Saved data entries
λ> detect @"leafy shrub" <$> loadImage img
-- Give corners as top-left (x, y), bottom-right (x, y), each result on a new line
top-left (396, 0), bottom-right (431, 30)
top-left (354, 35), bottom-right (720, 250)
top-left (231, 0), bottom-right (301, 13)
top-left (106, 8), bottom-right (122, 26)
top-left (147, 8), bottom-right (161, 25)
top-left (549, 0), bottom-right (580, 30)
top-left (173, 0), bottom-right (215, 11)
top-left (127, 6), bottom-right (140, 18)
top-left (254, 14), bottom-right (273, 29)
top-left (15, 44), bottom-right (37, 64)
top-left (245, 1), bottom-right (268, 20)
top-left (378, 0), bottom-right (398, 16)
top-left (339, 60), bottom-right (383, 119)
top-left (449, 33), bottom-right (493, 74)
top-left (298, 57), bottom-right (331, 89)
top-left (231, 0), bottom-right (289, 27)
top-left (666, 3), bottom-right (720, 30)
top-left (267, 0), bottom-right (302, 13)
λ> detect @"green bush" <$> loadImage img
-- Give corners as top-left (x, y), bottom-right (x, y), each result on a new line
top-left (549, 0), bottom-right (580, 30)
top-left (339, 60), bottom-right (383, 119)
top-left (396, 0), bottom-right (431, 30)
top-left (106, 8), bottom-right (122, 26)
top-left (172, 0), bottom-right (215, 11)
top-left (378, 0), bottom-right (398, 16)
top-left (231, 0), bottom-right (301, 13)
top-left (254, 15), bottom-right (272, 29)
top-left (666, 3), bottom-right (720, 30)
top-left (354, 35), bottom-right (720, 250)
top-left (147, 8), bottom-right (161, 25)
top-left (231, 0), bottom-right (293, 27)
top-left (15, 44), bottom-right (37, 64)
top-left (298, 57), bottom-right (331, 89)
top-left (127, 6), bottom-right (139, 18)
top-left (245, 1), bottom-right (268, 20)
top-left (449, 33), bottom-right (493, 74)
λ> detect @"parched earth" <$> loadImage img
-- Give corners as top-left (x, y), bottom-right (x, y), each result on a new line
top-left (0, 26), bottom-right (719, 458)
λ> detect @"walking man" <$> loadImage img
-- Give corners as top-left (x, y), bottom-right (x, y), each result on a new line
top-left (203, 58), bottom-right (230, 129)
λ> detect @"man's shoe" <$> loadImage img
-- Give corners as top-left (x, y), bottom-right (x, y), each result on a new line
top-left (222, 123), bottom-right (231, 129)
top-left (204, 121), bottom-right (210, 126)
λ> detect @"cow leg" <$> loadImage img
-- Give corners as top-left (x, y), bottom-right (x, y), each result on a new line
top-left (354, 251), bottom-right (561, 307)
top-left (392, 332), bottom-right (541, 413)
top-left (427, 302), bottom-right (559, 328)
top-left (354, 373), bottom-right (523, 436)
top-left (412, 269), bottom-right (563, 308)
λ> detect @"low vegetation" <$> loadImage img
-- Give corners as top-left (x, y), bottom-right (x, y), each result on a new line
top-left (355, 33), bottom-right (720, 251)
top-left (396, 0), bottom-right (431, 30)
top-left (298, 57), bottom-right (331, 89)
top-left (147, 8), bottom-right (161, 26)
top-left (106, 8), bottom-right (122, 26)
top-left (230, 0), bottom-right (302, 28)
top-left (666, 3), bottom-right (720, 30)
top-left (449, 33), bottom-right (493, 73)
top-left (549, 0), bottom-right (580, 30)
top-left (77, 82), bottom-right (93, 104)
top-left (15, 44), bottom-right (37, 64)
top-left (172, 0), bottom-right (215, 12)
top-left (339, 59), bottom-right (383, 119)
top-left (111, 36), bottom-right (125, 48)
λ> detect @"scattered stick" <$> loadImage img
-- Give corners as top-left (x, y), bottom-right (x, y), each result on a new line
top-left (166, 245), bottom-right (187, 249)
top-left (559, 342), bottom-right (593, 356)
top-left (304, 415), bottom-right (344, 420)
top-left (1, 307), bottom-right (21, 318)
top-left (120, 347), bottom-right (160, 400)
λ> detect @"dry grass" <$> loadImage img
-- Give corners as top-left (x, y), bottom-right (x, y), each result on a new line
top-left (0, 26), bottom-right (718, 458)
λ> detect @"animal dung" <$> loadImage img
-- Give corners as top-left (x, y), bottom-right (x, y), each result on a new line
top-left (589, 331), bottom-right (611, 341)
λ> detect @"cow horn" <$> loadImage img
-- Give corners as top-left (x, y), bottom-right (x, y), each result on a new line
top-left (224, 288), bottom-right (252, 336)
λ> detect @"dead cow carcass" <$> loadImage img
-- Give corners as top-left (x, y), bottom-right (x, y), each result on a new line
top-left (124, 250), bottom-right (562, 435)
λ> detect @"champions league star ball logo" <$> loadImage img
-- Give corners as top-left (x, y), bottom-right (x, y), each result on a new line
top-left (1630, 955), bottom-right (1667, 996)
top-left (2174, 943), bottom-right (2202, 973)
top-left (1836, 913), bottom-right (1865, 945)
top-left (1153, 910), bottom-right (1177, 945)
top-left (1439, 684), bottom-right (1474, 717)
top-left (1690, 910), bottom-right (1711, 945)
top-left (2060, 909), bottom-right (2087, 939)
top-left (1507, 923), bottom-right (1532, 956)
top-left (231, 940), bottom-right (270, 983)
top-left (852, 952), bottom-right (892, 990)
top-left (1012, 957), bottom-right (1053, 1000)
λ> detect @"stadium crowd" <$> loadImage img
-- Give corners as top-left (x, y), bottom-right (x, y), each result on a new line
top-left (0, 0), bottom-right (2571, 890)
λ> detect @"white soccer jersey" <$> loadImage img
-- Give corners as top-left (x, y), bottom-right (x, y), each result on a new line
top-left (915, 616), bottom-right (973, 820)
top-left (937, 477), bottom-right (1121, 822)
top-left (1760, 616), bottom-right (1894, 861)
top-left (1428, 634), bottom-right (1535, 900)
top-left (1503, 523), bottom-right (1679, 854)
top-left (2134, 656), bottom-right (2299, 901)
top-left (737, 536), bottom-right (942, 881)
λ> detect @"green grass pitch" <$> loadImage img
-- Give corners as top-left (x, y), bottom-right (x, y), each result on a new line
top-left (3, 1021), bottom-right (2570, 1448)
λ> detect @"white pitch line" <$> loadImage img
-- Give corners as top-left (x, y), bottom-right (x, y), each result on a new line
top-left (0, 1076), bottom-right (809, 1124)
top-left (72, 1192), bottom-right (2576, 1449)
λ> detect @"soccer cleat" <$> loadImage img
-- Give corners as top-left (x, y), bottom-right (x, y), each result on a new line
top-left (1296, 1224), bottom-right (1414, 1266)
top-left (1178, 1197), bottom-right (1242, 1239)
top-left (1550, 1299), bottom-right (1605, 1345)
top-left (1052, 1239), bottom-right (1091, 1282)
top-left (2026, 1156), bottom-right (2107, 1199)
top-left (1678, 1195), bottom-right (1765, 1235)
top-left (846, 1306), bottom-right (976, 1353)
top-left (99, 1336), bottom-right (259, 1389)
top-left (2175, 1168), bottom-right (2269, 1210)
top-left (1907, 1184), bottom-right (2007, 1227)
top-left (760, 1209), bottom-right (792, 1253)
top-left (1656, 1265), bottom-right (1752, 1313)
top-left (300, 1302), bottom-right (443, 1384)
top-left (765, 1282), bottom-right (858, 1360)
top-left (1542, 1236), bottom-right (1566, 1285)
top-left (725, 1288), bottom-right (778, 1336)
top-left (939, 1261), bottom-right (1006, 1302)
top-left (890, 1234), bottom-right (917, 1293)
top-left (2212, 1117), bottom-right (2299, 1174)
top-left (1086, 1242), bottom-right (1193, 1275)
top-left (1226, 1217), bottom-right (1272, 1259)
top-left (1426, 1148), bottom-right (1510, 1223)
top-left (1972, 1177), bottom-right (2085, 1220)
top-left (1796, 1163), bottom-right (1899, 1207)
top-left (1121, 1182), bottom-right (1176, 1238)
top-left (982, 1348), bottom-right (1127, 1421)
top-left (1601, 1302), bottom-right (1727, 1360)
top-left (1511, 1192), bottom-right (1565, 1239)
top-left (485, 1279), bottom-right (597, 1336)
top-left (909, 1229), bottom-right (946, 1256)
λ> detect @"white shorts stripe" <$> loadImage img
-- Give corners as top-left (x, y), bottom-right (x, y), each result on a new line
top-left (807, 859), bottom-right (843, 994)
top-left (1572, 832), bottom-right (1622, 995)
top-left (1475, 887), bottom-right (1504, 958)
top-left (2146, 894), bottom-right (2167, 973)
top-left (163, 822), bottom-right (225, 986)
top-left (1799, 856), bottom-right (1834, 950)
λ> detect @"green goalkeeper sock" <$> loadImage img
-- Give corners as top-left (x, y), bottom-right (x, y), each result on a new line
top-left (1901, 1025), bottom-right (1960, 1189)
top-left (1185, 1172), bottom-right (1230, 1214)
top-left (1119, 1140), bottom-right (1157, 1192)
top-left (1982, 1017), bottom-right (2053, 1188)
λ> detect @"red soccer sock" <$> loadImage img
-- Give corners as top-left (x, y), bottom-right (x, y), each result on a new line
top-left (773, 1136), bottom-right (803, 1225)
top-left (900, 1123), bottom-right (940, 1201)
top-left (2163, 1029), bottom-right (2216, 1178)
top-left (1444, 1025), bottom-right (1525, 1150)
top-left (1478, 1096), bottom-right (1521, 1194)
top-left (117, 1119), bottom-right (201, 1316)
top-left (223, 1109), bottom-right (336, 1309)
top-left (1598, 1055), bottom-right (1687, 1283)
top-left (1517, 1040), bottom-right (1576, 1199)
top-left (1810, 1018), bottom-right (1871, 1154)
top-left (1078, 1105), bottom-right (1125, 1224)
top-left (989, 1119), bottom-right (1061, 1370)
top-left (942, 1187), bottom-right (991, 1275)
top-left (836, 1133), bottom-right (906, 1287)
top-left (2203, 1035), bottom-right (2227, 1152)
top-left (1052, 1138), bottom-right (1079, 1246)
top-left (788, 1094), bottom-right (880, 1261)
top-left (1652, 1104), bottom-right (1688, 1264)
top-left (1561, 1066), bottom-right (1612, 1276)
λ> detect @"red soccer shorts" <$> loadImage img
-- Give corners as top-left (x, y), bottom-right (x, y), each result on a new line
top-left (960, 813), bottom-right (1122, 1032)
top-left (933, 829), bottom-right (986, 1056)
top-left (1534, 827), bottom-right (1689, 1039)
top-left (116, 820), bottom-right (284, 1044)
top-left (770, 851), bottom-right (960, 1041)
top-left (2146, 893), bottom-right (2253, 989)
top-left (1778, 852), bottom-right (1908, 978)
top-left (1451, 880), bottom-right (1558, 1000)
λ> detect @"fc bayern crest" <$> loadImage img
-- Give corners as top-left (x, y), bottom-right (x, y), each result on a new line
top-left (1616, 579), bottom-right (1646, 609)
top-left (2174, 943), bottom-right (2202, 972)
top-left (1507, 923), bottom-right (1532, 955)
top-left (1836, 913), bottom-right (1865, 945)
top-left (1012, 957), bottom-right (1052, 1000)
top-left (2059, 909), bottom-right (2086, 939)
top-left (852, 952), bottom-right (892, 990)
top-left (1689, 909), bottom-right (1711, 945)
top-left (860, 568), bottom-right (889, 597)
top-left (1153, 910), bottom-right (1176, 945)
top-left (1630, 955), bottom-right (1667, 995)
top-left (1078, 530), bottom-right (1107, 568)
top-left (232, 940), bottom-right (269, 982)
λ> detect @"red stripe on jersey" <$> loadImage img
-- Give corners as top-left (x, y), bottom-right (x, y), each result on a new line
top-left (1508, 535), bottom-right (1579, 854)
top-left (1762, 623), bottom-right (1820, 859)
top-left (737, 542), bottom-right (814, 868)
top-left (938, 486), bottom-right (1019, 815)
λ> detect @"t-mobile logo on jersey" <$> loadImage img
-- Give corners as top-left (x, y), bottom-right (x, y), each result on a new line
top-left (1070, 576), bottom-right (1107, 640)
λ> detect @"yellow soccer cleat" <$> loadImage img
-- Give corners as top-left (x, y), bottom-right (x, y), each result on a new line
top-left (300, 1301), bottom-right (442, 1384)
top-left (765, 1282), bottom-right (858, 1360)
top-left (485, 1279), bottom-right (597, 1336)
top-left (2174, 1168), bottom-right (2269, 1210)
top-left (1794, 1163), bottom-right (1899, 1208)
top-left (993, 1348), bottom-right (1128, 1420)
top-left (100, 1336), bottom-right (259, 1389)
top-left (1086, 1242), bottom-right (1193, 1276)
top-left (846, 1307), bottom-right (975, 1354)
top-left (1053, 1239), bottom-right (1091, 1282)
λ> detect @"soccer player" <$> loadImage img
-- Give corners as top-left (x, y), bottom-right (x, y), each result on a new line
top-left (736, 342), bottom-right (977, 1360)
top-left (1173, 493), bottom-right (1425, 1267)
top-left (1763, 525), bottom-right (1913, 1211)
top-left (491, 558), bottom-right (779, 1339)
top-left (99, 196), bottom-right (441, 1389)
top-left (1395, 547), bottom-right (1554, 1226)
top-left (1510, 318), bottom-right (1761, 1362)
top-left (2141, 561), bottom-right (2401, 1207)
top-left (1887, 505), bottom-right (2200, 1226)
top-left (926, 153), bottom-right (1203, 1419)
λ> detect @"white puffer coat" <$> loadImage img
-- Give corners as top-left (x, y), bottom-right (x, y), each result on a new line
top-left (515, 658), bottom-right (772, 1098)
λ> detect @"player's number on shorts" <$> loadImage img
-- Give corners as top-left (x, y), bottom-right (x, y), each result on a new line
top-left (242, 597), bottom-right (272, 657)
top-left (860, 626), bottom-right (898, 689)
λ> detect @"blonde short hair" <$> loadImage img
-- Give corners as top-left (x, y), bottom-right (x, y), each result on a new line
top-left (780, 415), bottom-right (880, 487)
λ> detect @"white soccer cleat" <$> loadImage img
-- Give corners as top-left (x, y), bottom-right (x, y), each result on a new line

# What is needed
Considering the records above, state how many lines contain the word "white", with nothing else in your reply.

# Response to the task
5